#### [WHAT THE TASK ASKS]
Say how many lines in the following entries include "below", and add nothing else.

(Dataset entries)
= Beginning of Section =

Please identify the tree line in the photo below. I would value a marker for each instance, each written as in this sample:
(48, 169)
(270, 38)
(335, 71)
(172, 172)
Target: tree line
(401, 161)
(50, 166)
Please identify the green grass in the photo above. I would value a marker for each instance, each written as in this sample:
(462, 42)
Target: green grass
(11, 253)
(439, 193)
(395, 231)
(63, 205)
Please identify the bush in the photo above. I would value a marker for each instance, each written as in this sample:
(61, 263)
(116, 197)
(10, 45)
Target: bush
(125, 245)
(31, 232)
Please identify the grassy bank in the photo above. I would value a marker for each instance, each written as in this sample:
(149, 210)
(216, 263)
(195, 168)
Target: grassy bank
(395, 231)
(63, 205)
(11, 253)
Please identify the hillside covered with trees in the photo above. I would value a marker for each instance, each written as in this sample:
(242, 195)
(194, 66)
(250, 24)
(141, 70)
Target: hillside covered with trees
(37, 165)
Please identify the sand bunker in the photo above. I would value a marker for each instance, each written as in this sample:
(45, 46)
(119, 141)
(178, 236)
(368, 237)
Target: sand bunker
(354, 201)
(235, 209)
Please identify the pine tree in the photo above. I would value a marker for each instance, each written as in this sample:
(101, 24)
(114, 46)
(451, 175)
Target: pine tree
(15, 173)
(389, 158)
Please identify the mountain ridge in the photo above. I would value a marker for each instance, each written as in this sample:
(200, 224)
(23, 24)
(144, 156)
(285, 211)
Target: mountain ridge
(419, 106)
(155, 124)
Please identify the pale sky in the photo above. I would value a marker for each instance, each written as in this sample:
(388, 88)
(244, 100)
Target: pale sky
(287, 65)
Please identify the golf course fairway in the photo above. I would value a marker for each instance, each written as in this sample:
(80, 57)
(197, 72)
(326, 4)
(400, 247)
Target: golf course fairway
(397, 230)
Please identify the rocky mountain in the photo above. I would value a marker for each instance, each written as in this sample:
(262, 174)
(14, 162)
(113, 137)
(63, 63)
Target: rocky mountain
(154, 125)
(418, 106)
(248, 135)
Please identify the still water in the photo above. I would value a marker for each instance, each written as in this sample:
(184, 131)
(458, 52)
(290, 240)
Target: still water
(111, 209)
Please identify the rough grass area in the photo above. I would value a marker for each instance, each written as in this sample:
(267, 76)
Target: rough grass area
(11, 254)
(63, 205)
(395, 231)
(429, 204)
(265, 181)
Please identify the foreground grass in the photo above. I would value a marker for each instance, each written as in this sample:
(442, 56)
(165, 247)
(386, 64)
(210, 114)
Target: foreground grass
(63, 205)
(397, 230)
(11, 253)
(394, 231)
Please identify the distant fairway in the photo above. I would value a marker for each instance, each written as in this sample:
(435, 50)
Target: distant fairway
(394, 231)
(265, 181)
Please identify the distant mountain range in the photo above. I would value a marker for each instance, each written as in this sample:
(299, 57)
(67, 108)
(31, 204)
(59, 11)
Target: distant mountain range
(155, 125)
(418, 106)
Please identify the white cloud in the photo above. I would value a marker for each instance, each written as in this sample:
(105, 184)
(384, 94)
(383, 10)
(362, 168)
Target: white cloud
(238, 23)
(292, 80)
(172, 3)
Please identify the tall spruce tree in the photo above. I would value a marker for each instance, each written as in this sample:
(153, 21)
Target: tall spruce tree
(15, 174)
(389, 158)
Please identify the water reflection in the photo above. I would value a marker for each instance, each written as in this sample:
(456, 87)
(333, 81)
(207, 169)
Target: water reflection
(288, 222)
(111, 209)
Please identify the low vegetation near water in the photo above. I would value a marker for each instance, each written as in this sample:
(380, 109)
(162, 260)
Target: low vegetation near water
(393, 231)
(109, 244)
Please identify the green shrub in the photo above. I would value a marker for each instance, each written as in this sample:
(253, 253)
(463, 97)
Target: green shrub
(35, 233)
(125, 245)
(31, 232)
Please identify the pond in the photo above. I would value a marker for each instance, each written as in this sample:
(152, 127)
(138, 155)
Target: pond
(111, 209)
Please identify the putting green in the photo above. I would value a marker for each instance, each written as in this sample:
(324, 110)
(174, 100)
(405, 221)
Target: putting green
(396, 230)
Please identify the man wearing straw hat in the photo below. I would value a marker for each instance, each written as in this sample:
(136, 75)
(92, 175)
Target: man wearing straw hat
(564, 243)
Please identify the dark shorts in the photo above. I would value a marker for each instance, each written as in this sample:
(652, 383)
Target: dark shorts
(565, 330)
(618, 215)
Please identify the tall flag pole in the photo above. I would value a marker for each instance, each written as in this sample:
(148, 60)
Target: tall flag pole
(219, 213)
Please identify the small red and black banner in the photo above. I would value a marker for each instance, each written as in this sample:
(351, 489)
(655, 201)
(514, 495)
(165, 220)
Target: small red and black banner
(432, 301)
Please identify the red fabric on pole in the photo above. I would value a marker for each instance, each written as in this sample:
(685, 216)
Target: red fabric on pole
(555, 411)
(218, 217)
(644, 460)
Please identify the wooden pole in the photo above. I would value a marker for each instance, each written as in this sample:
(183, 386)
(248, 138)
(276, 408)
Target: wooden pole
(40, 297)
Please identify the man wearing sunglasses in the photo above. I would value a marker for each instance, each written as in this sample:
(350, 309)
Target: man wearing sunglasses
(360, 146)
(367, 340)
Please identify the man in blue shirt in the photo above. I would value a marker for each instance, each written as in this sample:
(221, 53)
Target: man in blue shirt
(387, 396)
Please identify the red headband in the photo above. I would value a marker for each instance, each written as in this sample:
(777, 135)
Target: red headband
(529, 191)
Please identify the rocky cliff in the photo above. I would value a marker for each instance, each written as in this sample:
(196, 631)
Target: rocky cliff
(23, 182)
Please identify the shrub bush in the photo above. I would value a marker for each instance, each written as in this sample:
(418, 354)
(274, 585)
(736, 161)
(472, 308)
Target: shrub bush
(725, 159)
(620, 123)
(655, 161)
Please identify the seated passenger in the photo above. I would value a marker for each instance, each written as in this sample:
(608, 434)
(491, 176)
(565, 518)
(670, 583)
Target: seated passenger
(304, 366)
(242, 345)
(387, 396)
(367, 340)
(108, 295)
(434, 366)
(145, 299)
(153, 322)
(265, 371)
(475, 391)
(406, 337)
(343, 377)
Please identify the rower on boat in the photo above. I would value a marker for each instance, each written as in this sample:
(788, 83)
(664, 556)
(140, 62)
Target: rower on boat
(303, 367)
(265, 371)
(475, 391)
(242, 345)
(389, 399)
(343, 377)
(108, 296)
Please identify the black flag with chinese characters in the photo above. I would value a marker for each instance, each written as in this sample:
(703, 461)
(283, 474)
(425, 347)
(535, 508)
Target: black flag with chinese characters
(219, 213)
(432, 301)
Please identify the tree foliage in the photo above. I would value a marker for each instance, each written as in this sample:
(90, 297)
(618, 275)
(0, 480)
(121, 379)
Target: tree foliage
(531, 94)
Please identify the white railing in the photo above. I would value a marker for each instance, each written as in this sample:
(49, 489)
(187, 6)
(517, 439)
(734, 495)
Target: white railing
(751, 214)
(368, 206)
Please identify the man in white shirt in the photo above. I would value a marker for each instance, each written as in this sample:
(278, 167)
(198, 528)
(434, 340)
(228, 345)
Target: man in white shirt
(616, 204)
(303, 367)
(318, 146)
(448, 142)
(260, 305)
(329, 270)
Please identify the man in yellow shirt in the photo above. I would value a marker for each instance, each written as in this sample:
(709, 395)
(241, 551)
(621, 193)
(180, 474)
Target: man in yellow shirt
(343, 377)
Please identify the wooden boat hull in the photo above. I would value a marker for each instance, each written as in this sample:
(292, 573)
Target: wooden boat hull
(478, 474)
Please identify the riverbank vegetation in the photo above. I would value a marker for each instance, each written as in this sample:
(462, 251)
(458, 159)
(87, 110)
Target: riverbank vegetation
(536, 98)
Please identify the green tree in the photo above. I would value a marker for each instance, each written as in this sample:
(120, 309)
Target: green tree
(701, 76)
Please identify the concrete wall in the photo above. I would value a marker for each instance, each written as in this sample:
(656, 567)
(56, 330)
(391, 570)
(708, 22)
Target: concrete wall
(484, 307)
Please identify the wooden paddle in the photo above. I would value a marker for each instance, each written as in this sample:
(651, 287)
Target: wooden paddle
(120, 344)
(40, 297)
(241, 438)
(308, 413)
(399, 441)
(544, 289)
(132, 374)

= End of Section =

#### [ANSWER]
2